**Document section:**
What we have is something in between. Hopefully, links to unlawful images won’t come up — but neither should you expect a visit from the FBI. Instead, search engines censor links to unlawful images from their search results and will cooperate with authorities who are responsible for their removal at source. They also voluntarily insert a warning at the top of the page that looks like this (Google left, Bing right).
Subject to some due process questions addressed later in this article, search engines are unquestionably doing the right thing here. Unlawful images of minors are not free speech, and so direct links to such images are bad (which justifies censoring the results), and we ought also to be doing what we can to prevent people from seeking them out (which justifies including the warning message). But since legitimate search results about child pornography can still be accessed, Internet freedom is not being infringed either.
Beyond Censoring Search Results
But the case of blocking search results is a fairly easy example. What else can and should be done to limit the availability of unlawful images of minors online? And what shouldn’t be done? Here are some other examples to consider:
- Wikipedia contains an article about a classic rock album that includes a small copy of the album’s cover art, depicting a naked girl with her genitals obscured. Wikipedia insists that the image, although distasteful, is not unlawful and that its inclusion in the article has encyclopedic value. Others disagree. Who should decide? Should ISPs block users from accessing the image? The page? The whole of Wikipedia?
- An instant messaging program is used to exchange naked images of minors. A police investigation finds that most of the images exchanged are being sent between teenagers; in other words, the app is being used for sexting. Rather than charging all of these teenagers with child pornography offenses, should the CEO of the company be charged with a criminal offense instead, to force the company to self-police the use of its service?
These examples aren’t just hypotheticals, they are actual cases. The first case took place in the United Kingdom in 2008, where the Internet Watch Foundation (IWF) has a private arrangement with most Internet access providers to provide them with a list of web addresses known to contain unlawful images of minors, which can be used to block those websites when users try to access them. When the Wikipedia page with the tasteless album cover was added to this list, the intended effect was broader than strictly necessary — since apart from blocking the image, it also blocked British users from reading information about the album. But in practice, it was broader still. Due to technical limitations of the way that website blocking works, British users were also blocked from logging in to Wikipedia to make edits to any page.

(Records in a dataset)

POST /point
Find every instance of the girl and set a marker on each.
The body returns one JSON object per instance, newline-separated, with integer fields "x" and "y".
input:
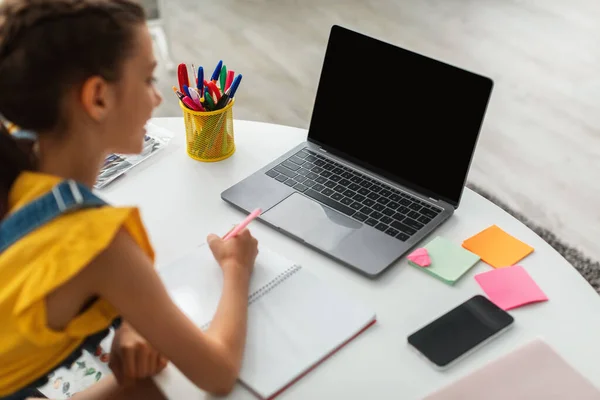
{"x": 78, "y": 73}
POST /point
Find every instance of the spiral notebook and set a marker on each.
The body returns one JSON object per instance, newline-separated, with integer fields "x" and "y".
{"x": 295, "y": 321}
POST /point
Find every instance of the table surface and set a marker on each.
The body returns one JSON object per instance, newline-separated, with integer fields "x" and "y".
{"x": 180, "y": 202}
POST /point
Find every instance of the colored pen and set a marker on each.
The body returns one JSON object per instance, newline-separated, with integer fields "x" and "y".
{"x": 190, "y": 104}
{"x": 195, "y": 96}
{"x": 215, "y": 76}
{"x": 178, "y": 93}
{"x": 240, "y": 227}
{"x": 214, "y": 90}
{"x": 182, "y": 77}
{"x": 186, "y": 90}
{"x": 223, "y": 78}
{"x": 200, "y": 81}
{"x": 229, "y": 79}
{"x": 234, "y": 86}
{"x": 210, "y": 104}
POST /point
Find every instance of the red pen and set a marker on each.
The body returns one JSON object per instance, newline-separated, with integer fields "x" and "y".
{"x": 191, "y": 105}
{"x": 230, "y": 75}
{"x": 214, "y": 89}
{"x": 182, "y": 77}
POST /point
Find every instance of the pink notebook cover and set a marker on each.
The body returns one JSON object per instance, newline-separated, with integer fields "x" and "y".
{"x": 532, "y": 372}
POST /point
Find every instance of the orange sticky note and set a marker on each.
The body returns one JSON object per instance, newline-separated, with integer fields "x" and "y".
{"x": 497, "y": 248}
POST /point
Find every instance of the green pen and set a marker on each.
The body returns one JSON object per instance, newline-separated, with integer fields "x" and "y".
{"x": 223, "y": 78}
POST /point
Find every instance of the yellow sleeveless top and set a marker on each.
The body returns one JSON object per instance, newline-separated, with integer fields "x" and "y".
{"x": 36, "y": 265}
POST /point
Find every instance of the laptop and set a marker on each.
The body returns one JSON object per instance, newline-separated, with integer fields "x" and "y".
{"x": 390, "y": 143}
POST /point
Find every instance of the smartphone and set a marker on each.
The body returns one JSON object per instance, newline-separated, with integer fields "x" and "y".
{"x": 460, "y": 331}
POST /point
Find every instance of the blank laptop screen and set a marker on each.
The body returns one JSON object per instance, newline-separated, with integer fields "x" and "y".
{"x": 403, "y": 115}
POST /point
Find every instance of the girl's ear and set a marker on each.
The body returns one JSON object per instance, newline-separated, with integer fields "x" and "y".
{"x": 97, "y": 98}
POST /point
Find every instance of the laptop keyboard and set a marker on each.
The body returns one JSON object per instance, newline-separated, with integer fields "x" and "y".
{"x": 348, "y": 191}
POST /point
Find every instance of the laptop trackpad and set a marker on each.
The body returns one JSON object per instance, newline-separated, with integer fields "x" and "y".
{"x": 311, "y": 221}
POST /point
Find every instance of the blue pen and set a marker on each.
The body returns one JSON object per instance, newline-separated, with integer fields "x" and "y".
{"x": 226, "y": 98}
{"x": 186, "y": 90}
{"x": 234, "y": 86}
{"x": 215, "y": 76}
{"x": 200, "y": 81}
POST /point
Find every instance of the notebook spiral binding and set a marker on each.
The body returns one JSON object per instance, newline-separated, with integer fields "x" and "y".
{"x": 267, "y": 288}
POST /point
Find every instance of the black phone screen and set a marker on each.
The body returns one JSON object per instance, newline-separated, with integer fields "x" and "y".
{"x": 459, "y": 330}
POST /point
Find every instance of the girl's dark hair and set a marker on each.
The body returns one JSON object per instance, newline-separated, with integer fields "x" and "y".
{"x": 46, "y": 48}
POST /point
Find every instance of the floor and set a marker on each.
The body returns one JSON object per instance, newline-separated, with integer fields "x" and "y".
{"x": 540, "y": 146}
==
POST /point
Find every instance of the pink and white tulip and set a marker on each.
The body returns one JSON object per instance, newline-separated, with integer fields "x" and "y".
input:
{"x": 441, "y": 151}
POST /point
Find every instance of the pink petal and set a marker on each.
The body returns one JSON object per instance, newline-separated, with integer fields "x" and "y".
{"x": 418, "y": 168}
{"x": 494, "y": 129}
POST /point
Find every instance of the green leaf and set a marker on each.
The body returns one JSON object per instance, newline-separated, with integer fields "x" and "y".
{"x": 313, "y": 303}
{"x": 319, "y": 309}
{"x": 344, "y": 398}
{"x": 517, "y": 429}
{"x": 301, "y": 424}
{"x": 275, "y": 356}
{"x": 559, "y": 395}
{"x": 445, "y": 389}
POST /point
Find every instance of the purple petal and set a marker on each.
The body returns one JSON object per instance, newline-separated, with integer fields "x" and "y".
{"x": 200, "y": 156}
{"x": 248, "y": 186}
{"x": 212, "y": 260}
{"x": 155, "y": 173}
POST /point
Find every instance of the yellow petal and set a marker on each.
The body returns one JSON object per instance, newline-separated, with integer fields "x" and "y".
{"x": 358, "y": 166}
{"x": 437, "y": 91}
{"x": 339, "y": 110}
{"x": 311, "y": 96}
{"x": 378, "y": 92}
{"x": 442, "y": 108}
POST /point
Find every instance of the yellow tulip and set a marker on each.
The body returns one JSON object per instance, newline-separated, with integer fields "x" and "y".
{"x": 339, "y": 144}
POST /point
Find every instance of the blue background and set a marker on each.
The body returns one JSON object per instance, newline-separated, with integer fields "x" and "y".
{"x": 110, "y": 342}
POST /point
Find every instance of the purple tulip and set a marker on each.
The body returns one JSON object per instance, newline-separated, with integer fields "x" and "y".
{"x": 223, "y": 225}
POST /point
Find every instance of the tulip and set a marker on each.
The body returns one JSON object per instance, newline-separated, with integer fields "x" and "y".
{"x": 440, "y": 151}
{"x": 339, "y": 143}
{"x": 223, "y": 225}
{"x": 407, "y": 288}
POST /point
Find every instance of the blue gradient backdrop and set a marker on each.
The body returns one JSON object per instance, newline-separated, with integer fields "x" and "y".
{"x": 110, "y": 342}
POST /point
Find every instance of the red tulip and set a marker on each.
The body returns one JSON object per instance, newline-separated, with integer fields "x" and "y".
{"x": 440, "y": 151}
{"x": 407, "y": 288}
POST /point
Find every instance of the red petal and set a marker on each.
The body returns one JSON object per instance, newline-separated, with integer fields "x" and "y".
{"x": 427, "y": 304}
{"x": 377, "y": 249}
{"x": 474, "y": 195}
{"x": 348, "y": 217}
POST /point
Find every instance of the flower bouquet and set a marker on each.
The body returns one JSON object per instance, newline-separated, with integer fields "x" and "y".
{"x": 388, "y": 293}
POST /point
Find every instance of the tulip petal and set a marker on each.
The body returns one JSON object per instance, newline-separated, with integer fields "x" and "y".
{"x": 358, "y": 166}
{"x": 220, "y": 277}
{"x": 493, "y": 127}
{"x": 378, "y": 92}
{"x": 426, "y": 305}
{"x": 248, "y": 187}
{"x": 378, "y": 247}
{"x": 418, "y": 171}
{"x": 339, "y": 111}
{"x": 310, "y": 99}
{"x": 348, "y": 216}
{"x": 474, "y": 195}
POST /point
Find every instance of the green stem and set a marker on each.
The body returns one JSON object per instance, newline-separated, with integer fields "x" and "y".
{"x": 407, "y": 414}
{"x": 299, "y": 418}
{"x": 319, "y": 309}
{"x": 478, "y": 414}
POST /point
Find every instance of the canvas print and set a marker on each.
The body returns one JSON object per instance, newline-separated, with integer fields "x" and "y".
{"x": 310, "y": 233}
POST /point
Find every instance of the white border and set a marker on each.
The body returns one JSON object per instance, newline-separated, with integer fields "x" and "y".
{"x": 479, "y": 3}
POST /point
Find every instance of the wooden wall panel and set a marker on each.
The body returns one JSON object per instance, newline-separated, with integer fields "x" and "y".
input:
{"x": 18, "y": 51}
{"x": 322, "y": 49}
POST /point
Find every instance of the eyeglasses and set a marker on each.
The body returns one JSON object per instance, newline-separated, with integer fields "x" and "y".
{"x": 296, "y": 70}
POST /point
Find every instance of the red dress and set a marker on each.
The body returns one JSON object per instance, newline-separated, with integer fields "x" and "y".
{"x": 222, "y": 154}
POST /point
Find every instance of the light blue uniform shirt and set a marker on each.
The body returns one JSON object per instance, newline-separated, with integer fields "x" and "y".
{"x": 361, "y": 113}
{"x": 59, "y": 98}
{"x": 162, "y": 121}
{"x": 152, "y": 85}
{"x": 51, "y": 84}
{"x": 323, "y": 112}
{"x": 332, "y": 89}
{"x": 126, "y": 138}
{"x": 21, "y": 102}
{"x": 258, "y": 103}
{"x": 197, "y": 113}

**Challenges:**
A. Identify every line in the records that contains the string "pink" and copy each one. Case counts.
B. Go on with the article about blocking and censoring online content, starting after its final sentence.

**Task-by-task results:**
A.
Find every instance of the pink notebook cover and set a marker on each.
Find every instance of the pink and white tulip and set a marker on each.
Find every instance of the pink petal and set a marker on each.

B.
The second case mentioned above took place in Korea in 2014. The CEO of the company that makes the Kakao Talk chat app was held responsible for monitoring the use of the app and filtering out “lewd content.” There are some other chat apps, such as Telegram and Skype that do monitor and filter images sent through their systems, and report these to authorities if they match a database of known unlawful images (read more about this technology below). But this wouldn’t have saved the Kakao CEO from liability, because many of the images exchanged were not previously known.
As you can see, both of these cases present some problems. We don’t want to have to shut down an entire website or social media platform just because it contains one possibly unlawful image, particularly when a more targeted approach is available. And when it comes to chat services, automatically filtering out known unlawful images is feasible, but it would be a step too far to infringe users’ privacy by requiring every message that they exchange to be manually moderated and reviewed.
What Can’t be Done?
These are just two examples. But there is a principle that underpins them, and it’s this: within the constraints of our resources and abilities, the only measures that we shouldn’t take to prevent the transmission of unlawful images of minors online are measures that would infringe human rights, as embodied in the U.S. Constitution and in other applicable national and international human rights laws.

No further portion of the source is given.